Your assignment
The records that follow are to be reproduced exactly. Any pictures in them are left out.

Collected data
======

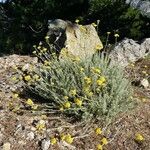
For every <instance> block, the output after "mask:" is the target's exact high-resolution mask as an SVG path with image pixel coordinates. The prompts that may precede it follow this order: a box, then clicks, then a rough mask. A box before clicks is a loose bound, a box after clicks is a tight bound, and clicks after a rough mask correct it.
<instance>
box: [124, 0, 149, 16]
mask: <svg viewBox="0 0 150 150" xmlns="http://www.w3.org/2000/svg"><path fill="white" fill-rule="evenodd" d="M126 3H127V4H130V6H131V7H133V8H137V9H139V10H140V11H141V13H142V14H143V15H145V16H147V17H148V18H150V1H149V0H126Z"/></svg>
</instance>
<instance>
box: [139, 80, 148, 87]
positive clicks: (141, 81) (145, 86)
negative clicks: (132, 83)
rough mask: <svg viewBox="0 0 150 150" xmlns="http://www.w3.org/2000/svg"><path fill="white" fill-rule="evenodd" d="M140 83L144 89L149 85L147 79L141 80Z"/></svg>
mask: <svg viewBox="0 0 150 150" xmlns="http://www.w3.org/2000/svg"><path fill="white" fill-rule="evenodd" d="M141 85H142V86H143V87H144V88H145V89H147V88H148V87H149V82H148V80H147V79H143V80H141Z"/></svg>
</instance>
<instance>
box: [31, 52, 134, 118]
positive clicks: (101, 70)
mask: <svg viewBox="0 0 150 150" xmlns="http://www.w3.org/2000/svg"><path fill="white" fill-rule="evenodd" d="M109 61H110V60H109V59H108V57H107V56H104V55H103V54H101V55H99V54H95V55H94V56H93V57H92V58H91V57H90V58H88V57H87V58H86V59H83V60H80V61H79V62H77V61H73V60H72V59H71V58H68V59H64V60H53V61H51V64H50V66H49V67H47V68H45V67H44V68H43V64H41V65H39V66H38V67H37V69H36V70H35V72H34V73H36V74H38V75H39V76H40V77H41V80H39V81H37V82H34V84H31V85H30V86H28V88H29V89H30V90H31V91H32V92H34V93H36V94H37V95H39V96H40V97H43V98H44V99H46V100H47V105H46V106H47V108H48V110H49V111H52V112H53V111H55V112H58V113H63V114H65V115H67V116H70V115H71V117H73V118H78V119H79V120H84V119H89V118H90V119H99V120H103V119H111V118H113V117H114V116H116V115H117V114H118V113H121V112H125V111H127V110H129V109H130V108H131V106H133V102H132V100H131V98H130V97H131V94H132V89H131V86H130V83H129V81H128V80H127V79H126V78H125V77H124V73H123V70H122V69H121V68H119V66H111V65H110V64H109ZM81 68H84V71H81ZM92 68H98V69H100V70H101V73H100V74H99V75H97V74H93V72H92V71H91V69H92ZM101 76H103V77H105V78H106V85H105V86H104V87H98V86H97V83H96V81H97V80H98V78H99V77H101ZM85 77H89V78H91V80H92V83H91V84H90V88H89V92H93V95H92V96H88V95H87V94H86V93H85V92H84V88H85V87H89V85H86V84H85V81H84V78H85ZM72 89H76V92H77V94H76V95H75V96H70V94H69V93H70V91H71V90H72ZM97 89H99V91H97ZM64 96H68V97H69V99H68V101H69V102H70V104H71V106H70V108H68V109H66V108H64V110H63V111H60V107H63V106H64V103H65V102H66V100H65V99H64V98H63V97H64ZM75 98H80V99H81V100H82V102H83V103H82V106H81V107H79V106H77V105H76V104H75V102H74V99H75Z"/></svg>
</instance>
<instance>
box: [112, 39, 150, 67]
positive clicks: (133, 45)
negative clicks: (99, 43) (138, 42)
mask: <svg viewBox="0 0 150 150" xmlns="http://www.w3.org/2000/svg"><path fill="white" fill-rule="evenodd" d="M149 53H150V38H147V39H145V40H144V41H143V42H142V43H141V44H138V43H137V42H136V41H134V40H132V39H127V38H125V39H124V40H122V41H121V42H119V43H118V44H117V45H116V46H115V48H114V49H113V50H112V51H111V52H110V58H111V63H112V64H116V63H117V64H120V65H121V66H122V67H126V66H127V65H128V64H129V63H132V62H135V61H137V60H138V59H140V58H144V57H145V56H147V55H148V54H149Z"/></svg>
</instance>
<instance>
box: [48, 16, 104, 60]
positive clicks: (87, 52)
mask: <svg viewBox="0 0 150 150" xmlns="http://www.w3.org/2000/svg"><path fill="white" fill-rule="evenodd" d="M47 35H48V36H49V37H50V42H52V43H54V44H55V45H56V47H57V49H59V50H61V48H65V49H67V52H68V53H70V54H71V55H74V56H79V57H82V58H83V57H85V56H89V55H92V54H94V53H95V50H96V47H98V48H99V49H102V42H101V41H100V39H99V37H98V34H97V32H96V30H95V28H94V26H93V25H85V26H82V25H77V24H73V23H71V22H69V21H64V20H61V19H56V20H54V21H49V31H48V33H47Z"/></svg>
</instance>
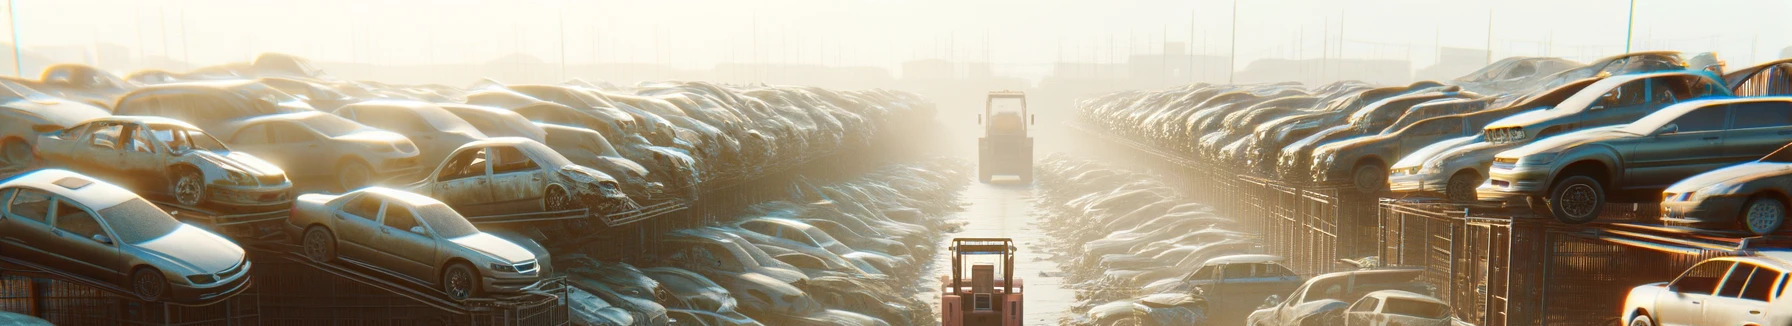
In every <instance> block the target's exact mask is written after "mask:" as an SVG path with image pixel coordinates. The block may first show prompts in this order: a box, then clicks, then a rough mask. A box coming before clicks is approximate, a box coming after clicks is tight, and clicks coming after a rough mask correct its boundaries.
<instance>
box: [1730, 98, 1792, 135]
mask: <svg viewBox="0 0 1792 326" xmlns="http://www.w3.org/2000/svg"><path fill="white" fill-rule="evenodd" d="M1729 109H1731V111H1729V113H1731V115H1733V116H1736V118H1735V120H1736V122H1735V125H1736V127H1733V129H1745V127H1788V125H1792V102H1779V100H1772V102H1745V104H1735V106H1729Z"/></svg>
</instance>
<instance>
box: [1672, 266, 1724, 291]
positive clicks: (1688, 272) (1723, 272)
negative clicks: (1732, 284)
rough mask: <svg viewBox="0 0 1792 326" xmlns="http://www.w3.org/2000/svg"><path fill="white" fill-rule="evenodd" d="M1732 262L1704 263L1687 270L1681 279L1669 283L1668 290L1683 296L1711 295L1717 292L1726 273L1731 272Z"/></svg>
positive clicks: (1677, 279) (1692, 267) (1678, 279)
mask: <svg viewBox="0 0 1792 326" xmlns="http://www.w3.org/2000/svg"><path fill="white" fill-rule="evenodd" d="M1729 265H1735V263H1731V262H1704V263H1699V265H1695V267H1692V269H1686V272H1684V274H1681V278H1677V279H1674V283H1668V288H1674V292H1681V294H1711V292H1713V290H1717V281H1722V279H1724V272H1729Z"/></svg>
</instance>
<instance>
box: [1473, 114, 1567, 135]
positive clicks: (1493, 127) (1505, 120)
mask: <svg viewBox="0 0 1792 326" xmlns="http://www.w3.org/2000/svg"><path fill="white" fill-rule="evenodd" d="M1561 115H1563V111H1561V109H1532V111H1525V113H1518V115H1512V116H1505V118H1500V120H1495V122H1491V124H1487V127H1486V129H1498V127H1521V125H1532V124H1538V122H1546V120H1550V118H1557V116H1561ZM1532 133H1534V131H1532Z"/></svg>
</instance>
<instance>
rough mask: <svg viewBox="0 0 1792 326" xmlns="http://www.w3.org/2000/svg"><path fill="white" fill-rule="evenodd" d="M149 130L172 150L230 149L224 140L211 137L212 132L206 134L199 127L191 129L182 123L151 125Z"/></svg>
mask: <svg viewBox="0 0 1792 326" xmlns="http://www.w3.org/2000/svg"><path fill="white" fill-rule="evenodd" d="M149 131H151V134H156V140H158V142H161V145H165V147H168V149H172V150H186V149H197V150H211V152H228V150H229V149H228V147H224V143H222V142H219V140H217V138H211V134H206V133H204V131H199V129H190V127H181V125H149Z"/></svg>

======

Exercise output
For every <instance> block, the output after "mask:" is the target's exact high-resolution mask as an SVG path with image pixel coordinates. The prompts that may precede it follow this order: a box, then clicks, then a rough mask. A box before clicks is a loose bound, a box after clicks is a tight bound, and clicks after a rough mask correct it.
<instance>
box: [124, 0, 149, 16]
mask: <svg viewBox="0 0 150 150" xmlns="http://www.w3.org/2000/svg"><path fill="white" fill-rule="evenodd" d="M126 3H127V4H130V6H131V7H133V8H137V9H139V10H140V11H141V13H142V14H143V15H145V16H147V17H148V18H150V1H149V0H126Z"/></svg>
</instance>
<instance>
box: [139, 80, 148, 87]
positive clicks: (141, 81) (145, 86)
negative clicks: (132, 83)
rough mask: <svg viewBox="0 0 150 150" xmlns="http://www.w3.org/2000/svg"><path fill="white" fill-rule="evenodd" d="M140 83L144 89L149 85L147 79L141 80Z"/></svg>
mask: <svg viewBox="0 0 150 150" xmlns="http://www.w3.org/2000/svg"><path fill="white" fill-rule="evenodd" d="M141 85H142V86H143V87H144V88H145V89H147V88H148V87H149V82H148V80H147V79H143V80H141Z"/></svg>
</instance>
<instance>
box: [31, 52, 134, 118]
positive clicks: (101, 70)
mask: <svg viewBox="0 0 150 150" xmlns="http://www.w3.org/2000/svg"><path fill="white" fill-rule="evenodd" d="M109 61H110V60H109V59H108V57H107V56H104V55H103V54H101V55H99V54H95V55H94V56H93V57H92V58H91V57H90V58H88V57H87V58H86V59H83V60H80V61H79V62H77V61H73V60H72V59H71V58H68V59H64V60H53V61H51V64H50V66H49V67H47V68H45V67H44V68H43V64H41V65H39V66H38V67H37V69H36V70H35V72H34V73H36V74H38V75H39V76H40V77H41V80H39V81H37V82H34V84H31V85H30V86H28V88H29V89H30V90H31V91H32V92H34V93H36V94H37V95H39V96H40V97H43V98H44V99H46V100H47V105H46V106H47V108H48V110H49V111H52V112H53V111H55V112H58V113H63V114H65V115H67V116H70V115H71V117H73V118H78V119H79V120H84V119H89V118H90V119H99V120H103V119H111V118H113V117H114V116H116V115H117V114H118V113H121V112H125V111H127V110H129V109H130V108H131V106H133V102H132V100H131V98H130V97H131V94H132V89H131V86H130V83H129V81H128V80H127V79H126V78H125V77H124V73H123V70H122V69H121V68H119V66H111V65H110V64H109ZM81 68H84V71H81ZM92 68H98V69H100V70H101V73H100V74H99V75H97V74H93V72H92V71H91V69H92ZM101 76H103V77H105V78H106V85H105V86H104V87H98V86H97V83H96V81H97V80H98V78H99V77H101ZM85 77H89V78H91V80H92V83H91V84H90V88H89V92H93V95H92V96H88V95H87V94H86V93H85V92H84V88H85V87H89V85H86V84H85V81H84V78H85ZM72 89H76V92H77V94H76V95H75V96H70V94H69V93H70V91H71V90H72ZM97 89H99V91H97ZM64 96H68V97H69V99H68V101H69V102H70V104H71V106H70V108H68V109H66V108H64V110H63V111H60V107H63V106H64V103H65V102H66V100H65V99H64V98H63V97H64ZM75 98H80V99H81V100H82V102H83V103H82V106H81V107H79V106H77V105H76V104H75V102H74V99H75Z"/></svg>
</instance>
<instance>
box: [112, 39, 150, 67]
positive clicks: (133, 45)
negative clicks: (99, 43) (138, 42)
mask: <svg viewBox="0 0 150 150" xmlns="http://www.w3.org/2000/svg"><path fill="white" fill-rule="evenodd" d="M149 53H150V38H147V39H145V40H144V41H143V42H142V43H141V44H138V43H137V42H136V41H134V40H132V39H127V38H125V39H124V40H122V41H121V42H119V43H118V44H117V45H116V46H115V48H114V49H113V50H112V51H111V52H110V58H111V63H112V64H116V63H117V64H120V65H121V66H122V67H126V66H127V65H128V64H129V63H132V62H135V61H137V60H138V59H140V58H144V57H145V56H147V55H148V54H149Z"/></svg>
</instance>
<instance>
box: [48, 16, 104, 60]
positive clicks: (87, 52)
mask: <svg viewBox="0 0 150 150" xmlns="http://www.w3.org/2000/svg"><path fill="white" fill-rule="evenodd" d="M47 35H48V36H49V37H50V42H52V43H54V44H55V45H56V47H57V49H59V50H61V48H65V49H67V52H68V53H70V54H71V55H74V56H79V57H82V58H83V57H85V56H89V55H92V54H94V53H95V50H96V47H98V48H99V49H102V42H101V41H100V39H99V37H98V34H97V32H96V30H95V28H94V26H93V25H85V26H82V25H77V24H73V23H71V22H69V21H64V20H61V19H56V20H54V21H49V31H48V33H47Z"/></svg>
</instance>
In every <instance> block the target's exact mask is written after "mask:" as an SVG path with image pixel coordinates. The block may first show prompts in this order: a box, then clicks, then a rough mask. A box coming before clicks is approximate, a box coming after clicks is tight, and clicks coming after a rough mask correct its boundaries.
<instance>
box: [1730, 98, 1792, 135]
mask: <svg viewBox="0 0 1792 326" xmlns="http://www.w3.org/2000/svg"><path fill="white" fill-rule="evenodd" d="M1729 109H1731V111H1729V113H1731V115H1733V116H1736V118H1735V120H1736V122H1735V125H1736V127H1733V129H1745V127H1788V125H1792V102H1779V100H1772V102H1745V104H1735V106H1729Z"/></svg>
</instance>
<instance>
box: [1672, 266, 1724, 291]
positive clicks: (1688, 272) (1723, 272)
negative clicks: (1732, 284)
rough mask: <svg viewBox="0 0 1792 326" xmlns="http://www.w3.org/2000/svg"><path fill="white" fill-rule="evenodd" d="M1732 262L1704 263L1687 270L1681 279L1669 283L1668 290L1683 296L1711 295L1717 292L1726 273L1731 272Z"/></svg>
positive clicks: (1677, 279) (1692, 267) (1678, 279)
mask: <svg viewBox="0 0 1792 326" xmlns="http://www.w3.org/2000/svg"><path fill="white" fill-rule="evenodd" d="M1729 265H1735V263H1731V262H1704V263H1699V265H1695V267H1692V269H1686V272H1684V274H1681V278H1677V279H1674V283H1668V288H1674V292H1681V294H1711V292H1713V290H1717V281H1722V279H1724V272H1729Z"/></svg>
</instance>
<instance>
box: [1473, 114, 1567, 135]
positive clicks: (1493, 127) (1505, 120)
mask: <svg viewBox="0 0 1792 326" xmlns="http://www.w3.org/2000/svg"><path fill="white" fill-rule="evenodd" d="M1561 115H1563V111H1561V109H1532V111H1525V113H1518V115H1512V116H1505V118H1500V120H1495V122H1491V124H1487V127H1486V129H1498V127H1521V125H1532V124H1538V122H1546V120H1550V118H1557V116H1561ZM1532 133H1534V131H1532Z"/></svg>
</instance>
<instance>
rough mask: <svg viewBox="0 0 1792 326" xmlns="http://www.w3.org/2000/svg"><path fill="white" fill-rule="evenodd" d="M149 130L172 150L230 149L224 140L211 137L212 132L206 134L199 127L191 129L182 123L151 125Z"/></svg>
mask: <svg viewBox="0 0 1792 326" xmlns="http://www.w3.org/2000/svg"><path fill="white" fill-rule="evenodd" d="M149 131H151V134H156V140H158V142H161V145H165V147H168V149H172V150H186V149H197V150H211V152H228V150H229V149H228V147H224V143H222V142H219V140H217V138H211V134H206V133H204V131H199V129H190V127H181V125H149Z"/></svg>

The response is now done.